= Task list =
1. According to the food-drying text, which kind of fruit does blanching work best on?
2. Carry the food-drying text forward, picking up right after its final sentence.

═════ Page extract ═════

The water and sugar content in fruits, vegetables, and meats all affect drying time. The general rule of thumb is that the more moisture and sugar your food contains, the more drying time it will require. Consult this guide for approximate drying times and dehydrating temperatures, but remember that your local weather will impact the dehydration process because a dehydrator pulls in air from the surrounding area. The higher the humidity level, the longer your food will take to dry.

How to prepare your food before drying

Baked peach slices arranged on on a baking sheet.
Credit: Getty Images / __UserGI15733745

Pretreating your food can help reduce the loss of nutrients and deterioration of fiber.

Pretreating your fruits and vegetables before you turn on the dryer is optional, but it helps to reduce fiber deterioration and the loss of nutrients that tend to occur during the drying process.

There are two main types of pretreatment: blanching and dipping. Blanching, which involves submerging the foods in boiling water or steaming them for under five minutes, is most effective on tough-skinned fruits such as grapes and cranberries. By boiling the fruit for one to two minutes, you work to break the skin and allow water to escape faster, thus reducing the drying time.

Dipping allows you to be creative and add extra flavor to your dried food, particularly fruits. You can pick from a range of dipping selections, including fruit juice and honey, to make the most uniquely seasoned treats of your own.

If you’re opting for a fruit juice dip, stir one cup of juice into one quart of lukewarm water and soak for at least 10 minutes. If you don’t want the added fruity taste, you might want to consider an ascorbic acid-citric dip as an alternative—it's simply a form of vitamin C and can be found in all fruits. Mix two tablespoon of the powder in one quart of lukewarm water to make the dip, then soak the fruits in it for two minutes.

═════ Data supplied ═════

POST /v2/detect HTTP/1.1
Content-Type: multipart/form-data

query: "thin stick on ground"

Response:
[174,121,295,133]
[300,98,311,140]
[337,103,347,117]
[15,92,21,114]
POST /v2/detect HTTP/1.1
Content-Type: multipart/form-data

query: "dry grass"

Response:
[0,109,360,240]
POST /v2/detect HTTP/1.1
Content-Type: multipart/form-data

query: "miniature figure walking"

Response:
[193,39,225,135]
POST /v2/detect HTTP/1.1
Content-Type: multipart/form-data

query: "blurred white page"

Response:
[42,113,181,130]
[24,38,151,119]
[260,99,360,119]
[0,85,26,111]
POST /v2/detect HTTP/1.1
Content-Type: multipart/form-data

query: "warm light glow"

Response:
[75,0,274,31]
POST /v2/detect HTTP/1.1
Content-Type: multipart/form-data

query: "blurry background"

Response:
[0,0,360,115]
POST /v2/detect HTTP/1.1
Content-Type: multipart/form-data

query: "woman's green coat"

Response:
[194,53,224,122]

═════

= Expected results =
1. Tough-skinned fruits such as grapes and cranberries.

2.
Honey-dipped dried fruits are also popular in grocery stores, but easy enough to make with your own dehydrator. Simply mix one cup of honey into three cups of warm water and stir until the honey dissolves, then add fruits into the mix for three minutes.

And if you're looking for a healthy treat to pack in school lunches or munch on at work, homemade fruit roll-ups could be right up your alley.

How to make fruit leather in a dehydrator

Homemade strawberry fruit leather rolled up into single-serving rolls next to whole strawberries on a white cutting board.
Credit: Getty Images / _bhofack2

Fruit leather is like a fruit roll-up, minus the artificial ingredients.

Step 1: Purée your fruit

To create a consistent texture, you must purée the fruits before you dehydrate—an immersion blenders or personal blender will do the trick. While you’re blending the fruits, preheat the food dehydrator to 160°F.

Step 2: Prepare the dehydrator

Line the drying tray with parchment paper or this reusable silicone sheet that fits perfectly in all Excalibur dehydrators.

Step 3: Spread and dry the purée

Spread the purée evenly on the drying tray and make sure the thickness doesn’t exceed one quarter-inch. Leave the machine on for four to six hours until the leather appears translucent and is easily peeled off from the tray.

Step 4: Store the leather

Properly storing the leather can keep the dried products safe from critters and humidity—check out this list of our favorite food storage containers if you're in the market. Store dried fruits, jerky, and vegetables in a cool, dark, and dry area. The ideal temperature for food storage is 50°F to 60°F to minimize spoilage and fading.

How to clean your food dehydrator

With a dry paper towel, wipe the trays thoroughly after each use—any food residue, spices, and oil may contaminate the food that you dry next time. Then, soak the trays in warm water for an hour or two. Add a few drops of white vinegar to deep clean the trays.

Take a damp paper towel and wipe the inner surface of the unit carefully to remove condensed moisture from the food. After cleaning, leave the trays and the unit in open air to dry. Drying under the sun can also minimize bacteria growth, which increases food safety.